[Rows from a dataset]
═══

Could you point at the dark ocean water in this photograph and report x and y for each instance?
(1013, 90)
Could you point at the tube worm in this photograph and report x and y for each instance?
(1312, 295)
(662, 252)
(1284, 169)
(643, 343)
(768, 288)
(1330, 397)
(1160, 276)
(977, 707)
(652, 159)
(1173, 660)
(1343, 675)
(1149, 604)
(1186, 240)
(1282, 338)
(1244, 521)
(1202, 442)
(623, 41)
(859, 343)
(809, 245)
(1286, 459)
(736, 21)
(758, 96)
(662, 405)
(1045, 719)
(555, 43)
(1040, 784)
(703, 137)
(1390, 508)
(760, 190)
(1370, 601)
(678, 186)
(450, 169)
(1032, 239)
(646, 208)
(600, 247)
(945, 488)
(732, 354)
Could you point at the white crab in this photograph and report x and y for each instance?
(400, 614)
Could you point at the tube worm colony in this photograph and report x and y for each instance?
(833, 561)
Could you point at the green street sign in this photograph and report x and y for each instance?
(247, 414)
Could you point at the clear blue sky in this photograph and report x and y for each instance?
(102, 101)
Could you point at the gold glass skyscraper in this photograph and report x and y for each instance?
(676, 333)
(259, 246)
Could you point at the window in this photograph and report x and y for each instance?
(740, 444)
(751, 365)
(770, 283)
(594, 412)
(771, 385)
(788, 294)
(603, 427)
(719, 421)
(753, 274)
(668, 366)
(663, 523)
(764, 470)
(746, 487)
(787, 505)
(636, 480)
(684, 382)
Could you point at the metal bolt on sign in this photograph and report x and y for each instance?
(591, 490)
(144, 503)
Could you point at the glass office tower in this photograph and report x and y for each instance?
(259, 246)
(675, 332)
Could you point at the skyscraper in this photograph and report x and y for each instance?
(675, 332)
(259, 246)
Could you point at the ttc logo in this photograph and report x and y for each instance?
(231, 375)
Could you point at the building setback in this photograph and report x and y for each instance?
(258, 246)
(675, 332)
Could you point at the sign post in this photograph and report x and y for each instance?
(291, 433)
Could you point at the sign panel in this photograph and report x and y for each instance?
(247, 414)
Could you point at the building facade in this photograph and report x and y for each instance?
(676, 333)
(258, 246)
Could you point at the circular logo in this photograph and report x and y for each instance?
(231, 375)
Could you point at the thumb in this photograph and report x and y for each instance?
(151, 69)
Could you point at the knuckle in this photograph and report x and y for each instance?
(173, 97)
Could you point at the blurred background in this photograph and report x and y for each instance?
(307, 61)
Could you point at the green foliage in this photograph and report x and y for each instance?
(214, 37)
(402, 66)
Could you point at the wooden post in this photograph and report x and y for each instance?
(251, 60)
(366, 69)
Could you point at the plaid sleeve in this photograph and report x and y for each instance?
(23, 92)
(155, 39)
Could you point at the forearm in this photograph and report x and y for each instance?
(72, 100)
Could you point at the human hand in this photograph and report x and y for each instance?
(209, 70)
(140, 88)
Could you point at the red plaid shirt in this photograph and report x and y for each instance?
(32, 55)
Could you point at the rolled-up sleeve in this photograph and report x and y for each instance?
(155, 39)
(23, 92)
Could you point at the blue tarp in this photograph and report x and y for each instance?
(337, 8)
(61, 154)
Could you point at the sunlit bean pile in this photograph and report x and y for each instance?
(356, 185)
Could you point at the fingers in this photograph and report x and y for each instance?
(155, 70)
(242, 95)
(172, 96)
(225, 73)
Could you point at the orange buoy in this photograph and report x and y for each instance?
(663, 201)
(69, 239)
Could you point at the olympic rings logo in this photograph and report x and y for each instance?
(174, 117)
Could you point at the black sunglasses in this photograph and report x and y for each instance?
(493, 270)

═══

## THE REQUEST
Copy all of the rows above without changing anything.

## ANSWER
Could you point at the dark ocean water in this photograph and report x and y for each instance?
(1013, 90)
Could you point at the tube worm in this photograph and report x and y for each instance?
(1312, 295)
(662, 252)
(1284, 169)
(643, 343)
(768, 288)
(1330, 397)
(1160, 276)
(977, 707)
(652, 159)
(1173, 660)
(1343, 675)
(1149, 604)
(1186, 240)
(1282, 338)
(1244, 521)
(1202, 442)
(623, 41)
(859, 343)
(809, 245)
(1286, 459)
(736, 21)
(758, 96)
(662, 405)
(1045, 719)
(555, 43)
(1040, 784)
(703, 137)
(1390, 508)
(760, 190)
(1370, 601)
(678, 186)
(450, 169)
(1032, 239)
(646, 208)
(600, 247)
(945, 488)
(732, 354)
Could you point at the white crab in this photograph and report x and y for each instance?
(400, 614)
Could you point at the tube worm colony in this photograph and report x and y for each instance?
(833, 561)
Could you point at the green street sign in this photograph and report x and y for each instance?
(247, 414)
Could you point at the clear blue sky in this photograph and report x and y for each instance?
(102, 101)
Could you point at the gold glass skyscraper in this photograph and report x and y for each instance?
(676, 333)
(259, 246)
Could you point at the window in this photograph and report x and y for each instance?
(740, 444)
(751, 365)
(770, 283)
(594, 412)
(771, 385)
(788, 294)
(603, 427)
(719, 421)
(753, 274)
(668, 366)
(663, 523)
(764, 470)
(746, 487)
(787, 505)
(636, 480)
(684, 382)
Could you point at the metal bolt on sign in this photograph and report x and y for each instance?
(591, 490)
(144, 503)
Could you point at the glass office tower in this photograph and report x and y for each instance?
(259, 246)
(675, 332)
Could you point at the skyscraper in this photograph and report x and y for each instance?
(675, 332)
(259, 246)
Could you point at the ttc logo in this photograph and report x and y for each instance?
(231, 375)
Could you point at the building setback in this photograph and report x and y for each instance?
(258, 246)
(675, 332)
Could you point at the sign post in this photograph and report x and y for each instance?
(291, 433)
Could you point at the sign panel in this photograph and report x and y for each instance?
(247, 414)
Could you point at the building facade in this photograph and report x and y for each instance?
(676, 333)
(258, 246)
Could you point at the circular logo in this photograph and report x and y for each instance?
(231, 375)
Could you point at the thumb in this photograph and report x and y for each instance?
(151, 69)
Could you point at the knuckle in this photograph and report x and y for each instance?
(173, 97)
Could you point at the blurred background in this photograph and report x and y for each instance?
(307, 61)
Could you point at the green foliage in this photograph and report x and y for each instance?
(214, 37)
(402, 66)
Could you point at the wooden post in this photograph and report x and y for each instance?
(251, 60)
(366, 69)
Could you point at the plaid sleeve in this photograph and report x and y for each instance?
(23, 92)
(155, 39)
Could you point at the forearm in this photograph and report x and y for each instance?
(72, 100)
Could you point at the human hand in this photograph and report x and y for each instance?
(209, 70)
(140, 88)
Could you point at the red plaid shirt in this photograph and report x and y for each instance?
(32, 55)
Could you point at the rolled-up sleeve in this photograph and report x and y for each instance?
(155, 39)
(23, 92)
Could you point at the blue tarp in this photograph and report x and y for each instance?
(337, 8)
(61, 154)
Could you point at the sunlit bean pile in this photograph and report x and y for each instance?
(356, 185)
Could you point at the fingers in this photograph and report x and y for each instance?
(155, 70)
(242, 95)
(172, 96)
(225, 73)
Could you point at the orange buoy in this photograph and report x and y for each instance?
(663, 201)
(69, 239)
Could you point at the olympic rings logo in this photograph and report x and y for each instance?
(174, 117)
Could you point at the black sunglasses in this photograph and report x and y for each instance?
(493, 270)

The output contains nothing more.